Assigned task => Which lines of the data hold the word "trash"? Copy all of them.

#####

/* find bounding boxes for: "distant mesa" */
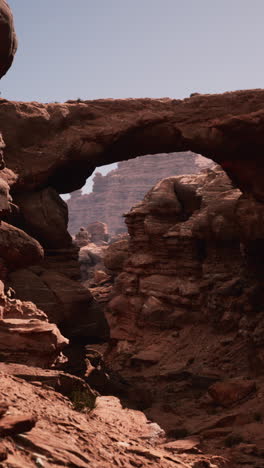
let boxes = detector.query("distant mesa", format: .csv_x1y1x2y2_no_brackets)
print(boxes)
67,152,212,235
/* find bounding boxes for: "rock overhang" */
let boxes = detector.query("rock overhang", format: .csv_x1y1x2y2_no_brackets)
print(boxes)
0,90,264,198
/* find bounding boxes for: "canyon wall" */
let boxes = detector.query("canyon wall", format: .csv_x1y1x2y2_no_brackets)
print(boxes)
67,152,211,235
102,166,264,463
0,1,262,465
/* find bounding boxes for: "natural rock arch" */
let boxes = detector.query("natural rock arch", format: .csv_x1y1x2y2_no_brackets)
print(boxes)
1,90,264,199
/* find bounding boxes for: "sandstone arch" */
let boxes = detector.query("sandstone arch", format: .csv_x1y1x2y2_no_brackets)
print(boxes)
0,89,264,199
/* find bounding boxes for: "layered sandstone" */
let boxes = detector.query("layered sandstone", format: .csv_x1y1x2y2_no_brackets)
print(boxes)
0,2,238,465
0,280,68,367
67,152,210,234
1,91,264,198
102,167,264,464
1,90,264,342
1,3,264,464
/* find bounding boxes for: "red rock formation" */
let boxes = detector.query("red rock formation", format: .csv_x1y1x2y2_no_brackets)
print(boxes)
0,6,264,463
0,221,43,271
0,370,230,467
0,4,237,466
1,90,264,341
67,152,209,234
1,91,264,199
102,167,264,461
86,221,109,244
0,280,68,367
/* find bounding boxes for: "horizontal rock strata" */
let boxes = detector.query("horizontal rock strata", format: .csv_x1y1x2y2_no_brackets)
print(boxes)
103,167,264,460
67,152,210,235
0,90,264,199
0,280,68,367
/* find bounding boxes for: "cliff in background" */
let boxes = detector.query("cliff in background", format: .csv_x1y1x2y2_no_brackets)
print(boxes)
67,152,211,234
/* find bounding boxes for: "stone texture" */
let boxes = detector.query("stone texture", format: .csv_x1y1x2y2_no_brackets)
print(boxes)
8,267,109,339
77,241,112,284
103,166,264,445
208,380,256,407
2,91,264,200
86,221,109,244
3,90,264,344
0,8,263,462
0,221,43,271
0,414,36,437
104,238,129,272
14,187,72,249
0,280,68,367
67,152,210,234
74,226,91,247
0,372,231,468
0,362,97,404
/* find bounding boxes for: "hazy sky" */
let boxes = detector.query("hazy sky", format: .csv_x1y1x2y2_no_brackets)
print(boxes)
3,0,264,192
4,0,264,102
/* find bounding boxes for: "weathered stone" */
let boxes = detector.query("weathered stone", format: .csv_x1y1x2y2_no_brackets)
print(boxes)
208,380,256,407
162,437,201,454
104,239,129,271
74,226,91,248
0,222,43,270
86,221,109,244
0,414,36,437
2,91,264,200
14,187,72,249
0,285,68,367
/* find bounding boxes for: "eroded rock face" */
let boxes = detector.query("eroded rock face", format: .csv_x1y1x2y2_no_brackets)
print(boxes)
1,91,264,199
14,187,72,249
103,167,264,452
0,280,68,367
1,90,264,341
7,266,109,340
67,152,210,235
0,221,43,272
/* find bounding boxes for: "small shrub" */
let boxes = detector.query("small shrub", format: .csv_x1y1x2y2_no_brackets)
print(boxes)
224,433,244,447
71,387,97,412
253,411,262,422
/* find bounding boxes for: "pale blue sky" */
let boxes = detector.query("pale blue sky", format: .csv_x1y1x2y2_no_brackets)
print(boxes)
3,0,264,193
4,0,264,101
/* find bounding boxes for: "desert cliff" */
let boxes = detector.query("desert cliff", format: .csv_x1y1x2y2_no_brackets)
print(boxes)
0,1,264,466
67,152,211,235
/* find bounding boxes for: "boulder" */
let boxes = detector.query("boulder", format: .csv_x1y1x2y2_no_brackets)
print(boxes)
0,281,68,367
0,0,17,79
14,187,72,249
0,222,43,270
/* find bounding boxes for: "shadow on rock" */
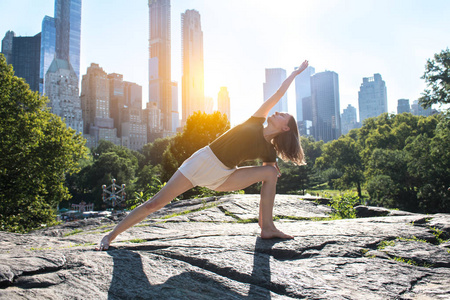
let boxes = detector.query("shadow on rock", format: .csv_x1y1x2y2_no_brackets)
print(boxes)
248,237,287,299
107,249,153,299
107,248,249,299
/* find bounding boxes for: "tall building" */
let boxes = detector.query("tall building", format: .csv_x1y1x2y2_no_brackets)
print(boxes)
295,66,315,122
108,73,125,136
302,96,313,122
411,100,432,117
143,101,162,142
1,31,41,92
217,87,231,121
107,72,147,150
80,63,119,148
149,0,172,132
181,9,205,125
358,73,387,123
1,30,15,64
397,99,410,114
171,81,179,132
120,106,147,151
310,71,341,143
341,104,358,135
54,0,81,80
263,68,287,116
40,16,56,94
124,81,143,109
45,58,83,134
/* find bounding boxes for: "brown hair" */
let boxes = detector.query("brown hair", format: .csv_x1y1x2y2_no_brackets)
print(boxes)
272,116,306,166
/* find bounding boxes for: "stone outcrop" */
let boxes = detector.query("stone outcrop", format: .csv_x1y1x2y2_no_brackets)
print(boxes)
1,194,449,299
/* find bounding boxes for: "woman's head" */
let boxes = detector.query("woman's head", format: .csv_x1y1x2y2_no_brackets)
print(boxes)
271,114,306,166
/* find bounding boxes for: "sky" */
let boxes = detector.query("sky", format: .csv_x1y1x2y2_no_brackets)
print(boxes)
1,0,449,125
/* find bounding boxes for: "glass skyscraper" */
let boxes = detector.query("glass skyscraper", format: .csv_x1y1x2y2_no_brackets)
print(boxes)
40,16,56,94
55,0,81,80
263,68,288,116
397,99,410,114
295,66,315,122
149,0,172,132
181,9,205,125
311,71,341,143
358,74,387,123
39,0,81,94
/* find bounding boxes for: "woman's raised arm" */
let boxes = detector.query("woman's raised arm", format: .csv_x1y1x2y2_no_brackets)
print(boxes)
253,60,309,119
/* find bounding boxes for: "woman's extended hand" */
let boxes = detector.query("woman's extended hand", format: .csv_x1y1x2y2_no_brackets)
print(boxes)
295,60,309,75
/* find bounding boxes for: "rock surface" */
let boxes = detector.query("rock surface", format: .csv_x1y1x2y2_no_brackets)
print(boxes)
0,194,449,299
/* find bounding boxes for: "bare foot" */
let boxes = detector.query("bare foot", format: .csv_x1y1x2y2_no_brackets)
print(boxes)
96,234,113,251
261,228,294,239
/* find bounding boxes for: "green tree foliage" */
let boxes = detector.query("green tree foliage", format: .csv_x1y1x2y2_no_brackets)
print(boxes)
0,54,87,232
316,135,364,197
276,136,323,194
360,113,449,212
68,140,139,210
328,191,360,219
161,111,230,182
419,48,450,108
141,136,174,167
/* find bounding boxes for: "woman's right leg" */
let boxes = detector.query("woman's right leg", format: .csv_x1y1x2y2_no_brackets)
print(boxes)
96,170,194,250
215,166,293,239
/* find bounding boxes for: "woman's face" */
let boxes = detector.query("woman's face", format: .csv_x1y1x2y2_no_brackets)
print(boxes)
269,112,291,132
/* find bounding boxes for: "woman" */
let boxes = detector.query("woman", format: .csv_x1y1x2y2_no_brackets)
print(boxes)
96,60,309,251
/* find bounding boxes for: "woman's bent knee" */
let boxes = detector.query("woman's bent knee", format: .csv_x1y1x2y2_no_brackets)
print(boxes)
262,165,278,182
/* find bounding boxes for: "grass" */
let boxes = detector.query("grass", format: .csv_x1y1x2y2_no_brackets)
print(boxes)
377,240,396,250
63,229,83,236
160,202,219,220
396,236,428,243
127,238,146,243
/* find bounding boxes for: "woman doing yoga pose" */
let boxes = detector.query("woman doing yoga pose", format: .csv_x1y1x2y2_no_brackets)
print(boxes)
96,60,309,251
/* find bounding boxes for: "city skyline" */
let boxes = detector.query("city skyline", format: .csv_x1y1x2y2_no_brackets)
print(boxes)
1,0,450,125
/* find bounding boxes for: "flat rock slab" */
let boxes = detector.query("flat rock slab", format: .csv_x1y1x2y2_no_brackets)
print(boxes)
1,194,449,299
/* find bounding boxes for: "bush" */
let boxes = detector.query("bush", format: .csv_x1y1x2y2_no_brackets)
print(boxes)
328,191,360,219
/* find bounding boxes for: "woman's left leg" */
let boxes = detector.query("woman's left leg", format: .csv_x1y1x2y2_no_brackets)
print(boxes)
96,170,194,250
215,166,293,239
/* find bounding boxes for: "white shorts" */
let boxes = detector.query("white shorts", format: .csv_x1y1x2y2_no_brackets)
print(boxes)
178,146,237,190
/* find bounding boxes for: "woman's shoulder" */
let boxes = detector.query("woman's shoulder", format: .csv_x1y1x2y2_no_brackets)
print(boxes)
245,115,266,125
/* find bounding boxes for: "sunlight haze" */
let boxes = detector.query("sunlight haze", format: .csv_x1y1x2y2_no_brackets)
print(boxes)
1,0,449,125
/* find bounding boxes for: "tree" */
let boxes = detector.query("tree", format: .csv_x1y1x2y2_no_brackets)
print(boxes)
419,48,450,109
161,111,230,181
316,136,364,197
0,54,87,232
72,142,140,209
141,136,174,167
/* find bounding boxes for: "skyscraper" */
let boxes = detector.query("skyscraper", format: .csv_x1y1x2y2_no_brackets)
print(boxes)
310,71,341,143
263,68,287,116
149,0,172,132
358,73,387,123
295,66,315,122
40,16,56,94
1,31,41,92
218,87,231,121
45,58,83,134
397,99,410,114
181,9,205,125
80,63,120,148
1,30,15,64
54,0,81,80
411,100,432,117
341,104,358,135
171,81,179,132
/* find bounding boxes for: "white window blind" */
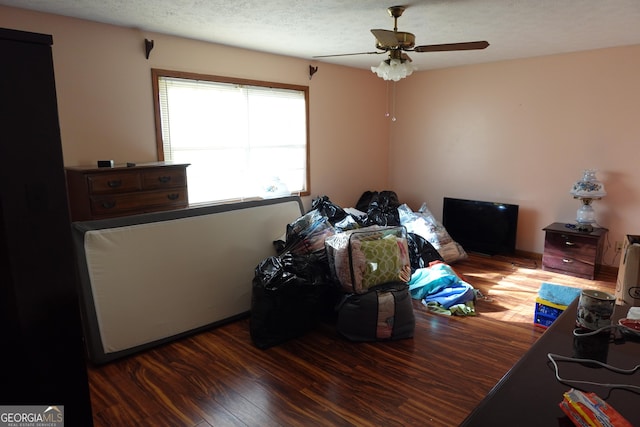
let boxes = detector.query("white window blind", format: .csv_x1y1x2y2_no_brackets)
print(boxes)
156,75,308,204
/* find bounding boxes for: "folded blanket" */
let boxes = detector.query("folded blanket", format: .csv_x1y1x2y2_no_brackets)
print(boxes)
408,262,475,308
538,282,582,306
423,281,475,308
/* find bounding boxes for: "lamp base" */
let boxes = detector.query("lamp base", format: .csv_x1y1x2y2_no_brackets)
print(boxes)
575,223,594,232
575,203,596,232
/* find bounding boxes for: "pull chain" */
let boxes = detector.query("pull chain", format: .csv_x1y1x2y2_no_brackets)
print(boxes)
384,81,397,122
391,81,397,122
385,81,390,119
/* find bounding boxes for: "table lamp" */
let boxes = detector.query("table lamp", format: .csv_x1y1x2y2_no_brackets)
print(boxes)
570,169,607,232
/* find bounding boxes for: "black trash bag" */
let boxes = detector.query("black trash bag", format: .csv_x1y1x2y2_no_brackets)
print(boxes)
407,232,444,273
379,190,400,208
355,190,378,212
273,238,287,254
311,195,348,225
359,190,401,226
250,251,340,349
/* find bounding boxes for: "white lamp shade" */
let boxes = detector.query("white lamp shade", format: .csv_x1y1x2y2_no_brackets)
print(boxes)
570,169,607,198
371,59,416,81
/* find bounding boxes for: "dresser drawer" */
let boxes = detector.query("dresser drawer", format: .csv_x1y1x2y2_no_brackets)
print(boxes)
541,253,595,278
142,168,187,190
90,189,188,217
543,232,597,261
87,172,142,194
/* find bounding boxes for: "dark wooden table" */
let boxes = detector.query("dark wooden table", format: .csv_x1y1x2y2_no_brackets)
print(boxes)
460,299,640,426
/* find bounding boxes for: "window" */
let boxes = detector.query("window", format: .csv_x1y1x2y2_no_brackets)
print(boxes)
152,69,309,204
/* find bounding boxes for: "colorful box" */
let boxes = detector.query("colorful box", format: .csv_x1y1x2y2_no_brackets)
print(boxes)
559,388,632,427
534,297,568,328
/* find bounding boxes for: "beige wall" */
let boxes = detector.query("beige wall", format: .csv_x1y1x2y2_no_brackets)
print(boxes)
3,5,639,265
390,46,640,265
0,5,390,211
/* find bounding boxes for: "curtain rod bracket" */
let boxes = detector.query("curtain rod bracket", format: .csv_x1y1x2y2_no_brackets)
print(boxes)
309,65,318,80
145,39,154,59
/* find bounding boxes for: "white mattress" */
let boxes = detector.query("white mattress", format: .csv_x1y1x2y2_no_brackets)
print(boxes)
72,196,303,363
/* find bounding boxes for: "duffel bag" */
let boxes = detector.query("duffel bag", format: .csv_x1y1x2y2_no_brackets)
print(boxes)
336,283,415,342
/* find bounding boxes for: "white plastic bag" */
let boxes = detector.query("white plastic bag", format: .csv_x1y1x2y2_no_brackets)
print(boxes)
398,203,467,263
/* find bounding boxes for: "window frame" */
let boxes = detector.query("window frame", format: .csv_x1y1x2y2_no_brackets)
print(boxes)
151,68,311,201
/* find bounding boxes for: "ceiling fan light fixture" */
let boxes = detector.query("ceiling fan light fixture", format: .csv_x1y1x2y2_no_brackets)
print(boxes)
371,58,416,81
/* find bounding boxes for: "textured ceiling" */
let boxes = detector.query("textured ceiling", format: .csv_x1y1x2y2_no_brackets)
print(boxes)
3,0,640,71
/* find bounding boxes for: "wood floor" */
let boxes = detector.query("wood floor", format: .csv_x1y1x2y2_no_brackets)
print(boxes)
87,253,617,426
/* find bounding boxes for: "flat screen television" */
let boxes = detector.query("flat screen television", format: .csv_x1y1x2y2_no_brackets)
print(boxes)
442,197,519,256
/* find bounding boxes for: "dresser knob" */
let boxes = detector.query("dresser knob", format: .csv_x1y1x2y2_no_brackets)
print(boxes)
158,176,172,183
101,201,116,209
107,180,122,188
167,193,179,200
562,258,573,263
564,241,576,246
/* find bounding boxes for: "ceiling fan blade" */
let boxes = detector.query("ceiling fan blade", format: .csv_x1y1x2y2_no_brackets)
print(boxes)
413,41,489,53
371,29,399,48
401,52,412,62
313,51,386,58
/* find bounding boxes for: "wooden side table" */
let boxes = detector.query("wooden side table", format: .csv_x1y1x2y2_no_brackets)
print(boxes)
542,222,607,280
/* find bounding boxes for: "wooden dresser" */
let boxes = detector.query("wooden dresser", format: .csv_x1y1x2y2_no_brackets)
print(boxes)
541,222,607,280
65,161,189,221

#####

Solution to this task =>
/* find bounding boxes for: "black trash bag" */
let boxes = detector.query("black trash bag", format: .csv_x1y1x2y2_no_brackets)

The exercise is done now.